_Objective_
Please copy out each of the entries below word for word, omitting the pictures.

_Image point annotation entries_
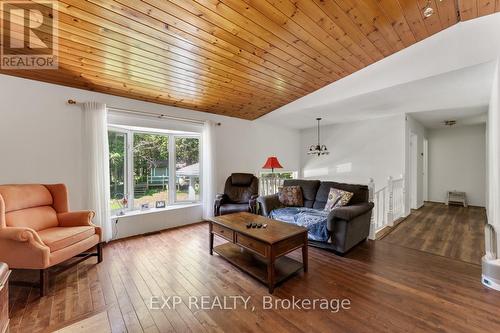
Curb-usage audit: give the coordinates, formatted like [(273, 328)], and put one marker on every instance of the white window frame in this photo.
[(187, 135), (129, 162)]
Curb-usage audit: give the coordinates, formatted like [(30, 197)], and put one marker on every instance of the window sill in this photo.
[(155, 210)]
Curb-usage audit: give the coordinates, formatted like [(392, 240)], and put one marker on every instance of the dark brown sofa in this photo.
[(347, 225), (240, 195)]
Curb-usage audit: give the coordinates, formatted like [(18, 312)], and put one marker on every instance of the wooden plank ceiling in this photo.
[(241, 58)]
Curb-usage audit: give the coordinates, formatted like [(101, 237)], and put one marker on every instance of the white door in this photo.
[(426, 169), (413, 170)]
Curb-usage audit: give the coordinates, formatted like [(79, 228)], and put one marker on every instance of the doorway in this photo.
[(413, 171)]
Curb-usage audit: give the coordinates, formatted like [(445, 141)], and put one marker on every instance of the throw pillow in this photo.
[(291, 196), (337, 198)]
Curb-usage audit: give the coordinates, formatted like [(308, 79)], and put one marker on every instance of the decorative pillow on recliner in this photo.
[(337, 198), (291, 196)]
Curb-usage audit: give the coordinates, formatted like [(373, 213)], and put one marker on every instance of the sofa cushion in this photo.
[(337, 198), (360, 193), (314, 220), (291, 196), (309, 189), (58, 238), (234, 208), (17, 197), (37, 218)]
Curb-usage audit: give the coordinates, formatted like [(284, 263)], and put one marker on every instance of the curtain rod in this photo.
[(145, 113)]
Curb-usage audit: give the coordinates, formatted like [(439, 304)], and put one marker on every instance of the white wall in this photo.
[(358, 151), (457, 161), (493, 156), (413, 126), (40, 142)]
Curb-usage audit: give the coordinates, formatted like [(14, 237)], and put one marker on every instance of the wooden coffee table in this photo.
[(259, 252)]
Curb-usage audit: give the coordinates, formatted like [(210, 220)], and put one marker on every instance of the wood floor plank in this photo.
[(391, 287), (450, 231)]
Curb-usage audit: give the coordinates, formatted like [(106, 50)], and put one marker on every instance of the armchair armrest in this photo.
[(21, 234), (219, 200), (268, 203), (76, 219), (348, 213)]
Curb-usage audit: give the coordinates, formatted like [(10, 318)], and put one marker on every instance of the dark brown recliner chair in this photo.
[(240, 195)]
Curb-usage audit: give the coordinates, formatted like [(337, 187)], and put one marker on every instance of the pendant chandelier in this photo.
[(318, 149)]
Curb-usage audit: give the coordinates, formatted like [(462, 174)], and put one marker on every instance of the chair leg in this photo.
[(99, 253), (44, 282)]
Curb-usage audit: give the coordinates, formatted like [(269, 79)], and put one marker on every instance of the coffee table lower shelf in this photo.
[(257, 266)]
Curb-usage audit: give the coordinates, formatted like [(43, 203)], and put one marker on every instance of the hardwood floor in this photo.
[(390, 288), (450, 231)]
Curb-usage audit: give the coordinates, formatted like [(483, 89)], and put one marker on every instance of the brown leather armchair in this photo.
[(240, 195), (38, 231)]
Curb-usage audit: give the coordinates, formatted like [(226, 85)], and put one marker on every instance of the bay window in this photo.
[(151, 168)]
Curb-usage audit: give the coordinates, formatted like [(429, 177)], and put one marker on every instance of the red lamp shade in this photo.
[(272, 163)]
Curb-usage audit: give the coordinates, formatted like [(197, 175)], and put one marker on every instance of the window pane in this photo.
[(117, 162), (150, 169), (187, 169)]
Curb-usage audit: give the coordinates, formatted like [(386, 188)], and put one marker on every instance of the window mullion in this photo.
[(171, 170), (130, 169)]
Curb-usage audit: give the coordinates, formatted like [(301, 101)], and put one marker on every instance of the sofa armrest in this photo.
[(268, 203), (348, 213), (22, 248), (76, 219)]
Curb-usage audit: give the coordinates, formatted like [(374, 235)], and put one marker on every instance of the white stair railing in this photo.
[(388, 204)]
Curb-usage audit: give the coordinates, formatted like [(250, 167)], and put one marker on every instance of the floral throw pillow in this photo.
[(291, 196), (337, 198)]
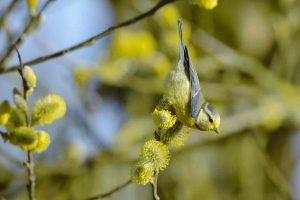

_Response to this exercise_
Curb-usage audit: give the coordinates, formatted like [(273, 328)], and put one marker on every instance of the white window frame in this photo.
[(187, 135), (129, 162)]
Curb-usage audit: give the coordinates, formatted like [(30, 197)], and put one marker on every instance of the window sill in this photo.
[(155, 210)]
Curb-usage audit: give the coordinates, formatted like [(392, 240)], and put one marker on every instance of the dark brown sofa in this photo.
[(347, 225), (240, 195)]
Curb-usage audit: give the coordinates, formatted like [(18, 312)], and put one marker on every instance of the wooden plank ceiling in this photo.
[(241, 58)]
Curb-usage audit: give the coordinates, formatted like [(101, 237)], and put one marker on every instance of the white door in this photo.
[(426, 169), (413, 170)]
Curb-usage audit: give the coordinates, formatted like [(79, 228)], and put one marker on every instance of the doorway in this photo.
[(413, 171)]
Curb-usage audit: give the coordinates, formatted like [(445, 141)], and put one marker on every instance of the throw pillow in this photo.
[(291, 196), (337, 198)]
Curb-usage audit: give the coordinates, formatted like [(308, 79)], and put one marker on every instance of the decorative pillow on recliner in this photo.
[(337, 198), (291, 196)]
Curb-usage audit: give the coordinates, formatted like [(373, 213)], and put one marker on every instance of the sofa cushion in this photo.
[(337, 198), (360, 193), (314, 220), (291, 196), (309, 189), (58, 238), (234, 208), (17, 197), (37, 218)]
Curb-usage audit: give the coordinates, formatted like [(284, 263)], and put one marker on every instance of the curtain rod in this photo.
[(145, 113)]
Curb-usage audit: give the coordinates, formatted like [(439, 304)], and put one marker on every instance of the white wall in this photo.
[(358, 151), (457, 161), (493, 156), (413, 126), (40, 142)]
Curb-usage audit: give the coordinates, formatted like [(14, 237)], and put one marker on every instance of the wooden coffee table in this photo.
[(259, 252)]
Curb-usage audit: give the coordinates, formatted like [(210, 220)], and put one marker on every instance of the wood floor plank in this photo.
[(391, 287), (450, 231)]
Curb-usage audit: give the coordinates, formatted like [(106, 50)], and put one marker on every instance of the armchair armrest in this photo.
[(21, 234), (219, 200), (268, 203), (76, 219), (348, 213)]
Curb-usage audit: give the coordinates, formatted like [(10, 318)], and put one marker on every instance of the dark brown recliner chair in this photo.
[(240, 195)]
Curb-usage audit: give the coordinates, formatted like [(337, 187)], and put one marker on every instance of the pendant chandelier in this photo.
[(318, 149)]
Curb-usage audit: give the coordinates, formatted like [(462, 174)], and put one marker on every instance of the chair leg in this photo.
[(99, 253), (44, 282)]
Curb-usage audit: give the coordinates, formatted like [(269, 79)], and put one marker on every instance of the coffee table lower shelf in this photo.
[(257, 266)]
Curb-usage audit: give the coordinates, formatted like [(43, 203)], and put one marker on every instance of the hardwood floor in this photo.
[(390, 288), (450, 231)]
Curb-usage audit: give the coordinates, formatted like [(483, 89)], and put one marker on every instance of the brown leather armchair in this photo.
[(240, 195), (38, 231)]
Curb-usage audit: give the coordinates, formatted like [(226, 85)], and put one marker on every instance of the bay window in this photo.
[(151, 168)]
Curb-usage audit: give the coordinates, formatted like [(429, 177)], and put one marker on every instance of the red lamp shade in this photo.
[(272, 163)]
Curb-usage audit: give the coordinates, formatted like [(197, 175)], and put one marker on every instance of the window pane in this photo.
[(117, 162), (150, 169), (187, 169)]
Curb-usage audit: give the coordinates, formatted like [(386, 188)], and put one marker on every instance of the window mullion in this photo.
[(171, 170), (130, 169)]
Curb-usage audit: give the coordinates, formatted like [(301, 101)], and put one marker on every instance of the sofa armrest in this photo.
[(268, 203), (348, 213), (22, 248), (76, 219)]
Curb-usage audit: give the coordinates, formatted like [(374, 235)], and put one marker on every instance of the white stair railing in this photo.
[(388, 204)]
Curb-usage audit: give the coordinates, formatted like [(250, 167)], and put one marker on every instance of the floral throw pillow in this photo.
[(291, 196), (337, 198)]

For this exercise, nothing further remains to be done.